I found that once I got over the hurdle of learning emacs, the friction in
managing tasks once you have learned the tool is nearly nil.

Further, it definitely supports embedded latex fragments, exporting to pdf,
etc.

------
rvn1045
Im doing pretty much the same thing since the beginning of the year. the
absolute biggest thing thats helped me is meditating for 1-2 hours a day. when
you don't have distractions and you have meditated for that long - you get
laser like focus, super clear thinking, and ability to absorb and synthesize
way more information. funny the article mentions self actualization - I did
not start of with that goal in mind and starting to meditate introduced me to
a lot of literature around religion - and you start looking at your life in a
completely different way.

------
octygen
I'll be really honest. I haven't done it ever and I regret it. I AM planning
what I call a monk year now. I also interview people that have done it so I've
been on the other side.

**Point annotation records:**
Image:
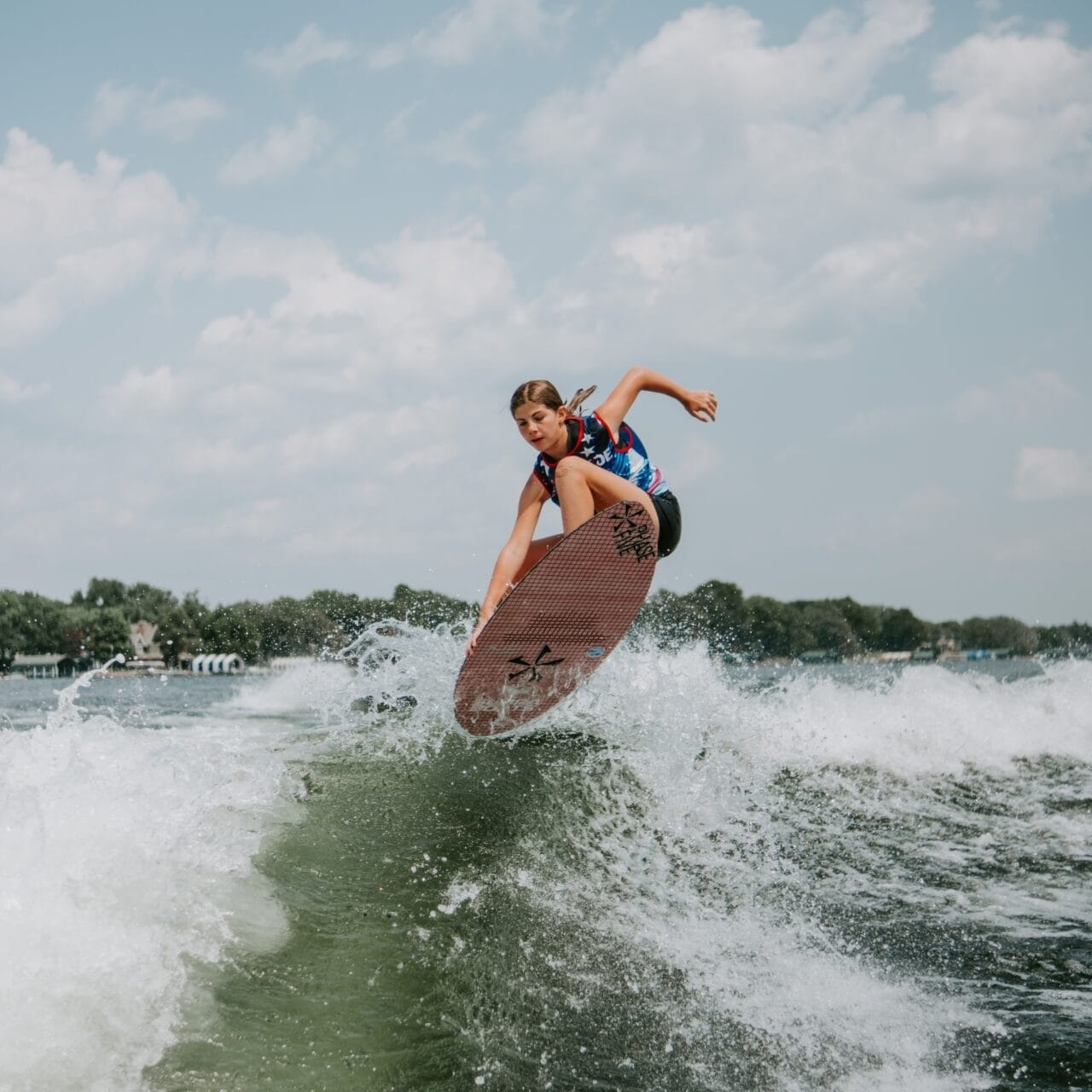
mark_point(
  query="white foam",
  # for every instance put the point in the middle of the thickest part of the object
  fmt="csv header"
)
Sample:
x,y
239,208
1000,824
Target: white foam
x,y
127,853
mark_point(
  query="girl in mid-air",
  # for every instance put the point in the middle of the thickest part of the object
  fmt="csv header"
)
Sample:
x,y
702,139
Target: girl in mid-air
x,y
585,463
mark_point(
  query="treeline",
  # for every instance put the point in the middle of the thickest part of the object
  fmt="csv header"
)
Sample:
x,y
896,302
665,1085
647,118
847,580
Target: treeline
x,y
757,627
96,624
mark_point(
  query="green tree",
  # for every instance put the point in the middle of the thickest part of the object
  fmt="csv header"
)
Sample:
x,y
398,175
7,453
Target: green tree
x,y
822,624
901,630
292,628
102,592
427,608
144,601
769,627
999,632
179,630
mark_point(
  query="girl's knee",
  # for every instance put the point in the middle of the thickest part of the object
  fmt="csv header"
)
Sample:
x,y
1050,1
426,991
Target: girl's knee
x,y
570,467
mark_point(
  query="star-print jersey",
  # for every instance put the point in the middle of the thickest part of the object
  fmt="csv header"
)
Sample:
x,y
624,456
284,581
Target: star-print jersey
x,y
591,439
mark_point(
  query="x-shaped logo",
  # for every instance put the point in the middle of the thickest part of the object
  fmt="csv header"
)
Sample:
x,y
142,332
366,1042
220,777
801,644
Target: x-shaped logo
x,y
530,667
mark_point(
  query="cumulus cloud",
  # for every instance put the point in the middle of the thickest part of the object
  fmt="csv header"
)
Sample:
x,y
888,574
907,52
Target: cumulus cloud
x,y
658,253
1052,474
479,26
142,398
456,147
418,300
68,237
1016,398
12,391
311,46
280,152
172,113
818,200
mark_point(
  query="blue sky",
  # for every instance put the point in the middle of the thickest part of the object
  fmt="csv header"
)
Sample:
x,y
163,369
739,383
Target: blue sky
x,y
269,276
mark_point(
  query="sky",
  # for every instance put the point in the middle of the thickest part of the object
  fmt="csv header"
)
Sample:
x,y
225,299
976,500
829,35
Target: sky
x,y
269,276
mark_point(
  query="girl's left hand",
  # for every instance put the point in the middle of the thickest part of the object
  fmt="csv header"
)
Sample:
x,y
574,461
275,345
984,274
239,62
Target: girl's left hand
x,y
701,404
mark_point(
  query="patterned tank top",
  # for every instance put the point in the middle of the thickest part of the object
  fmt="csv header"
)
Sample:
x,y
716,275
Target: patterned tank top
x,y
590,438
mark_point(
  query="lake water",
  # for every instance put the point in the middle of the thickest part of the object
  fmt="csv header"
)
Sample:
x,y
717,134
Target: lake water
x,y
688,876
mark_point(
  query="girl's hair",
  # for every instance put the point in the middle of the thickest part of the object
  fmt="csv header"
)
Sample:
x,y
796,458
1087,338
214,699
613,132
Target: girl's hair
x,y
539,392
542,392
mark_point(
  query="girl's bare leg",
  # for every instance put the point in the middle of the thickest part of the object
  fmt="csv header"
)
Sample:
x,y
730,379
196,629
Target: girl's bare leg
x,y
584,490
535,553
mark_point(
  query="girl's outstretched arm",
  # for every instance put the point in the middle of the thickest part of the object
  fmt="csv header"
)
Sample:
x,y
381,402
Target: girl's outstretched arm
x,y
700,404
512,554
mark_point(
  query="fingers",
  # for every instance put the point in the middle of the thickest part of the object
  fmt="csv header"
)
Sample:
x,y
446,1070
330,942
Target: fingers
x,y
705,405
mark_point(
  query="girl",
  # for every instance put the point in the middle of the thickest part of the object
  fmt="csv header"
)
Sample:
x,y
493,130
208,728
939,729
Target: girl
x,y
585,463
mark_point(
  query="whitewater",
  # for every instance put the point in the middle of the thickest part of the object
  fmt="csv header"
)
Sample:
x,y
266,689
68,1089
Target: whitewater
x,y
688,876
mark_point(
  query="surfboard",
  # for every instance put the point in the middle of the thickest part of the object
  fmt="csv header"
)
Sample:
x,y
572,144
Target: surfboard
x,y
560,623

**Given request:** Repeat the forum thread word for word, from "Further, it definitely" up to and including "completely different way.". The rows are separate from the forum thread.

**Exercise response:**
Further, it definitely supports embedded latex fragments, exporting to pdf,
etc.

------
rvn1045
Im doing pretty much the same thing since the beginning of the year. the
absolute biggest thing thats helped me is meditating for 1-2 hours a day. when
you don't have distractions and you have meditated for that long - you get
laser like focus, super clear thinking, and ability to absorb and synthesize
way more information. funny the article mentions self actualization - I did
not start of with that goal in mind and starting to meditate introduced me to
a lot of literature around religion - and you start looking at your life in a
completely different way.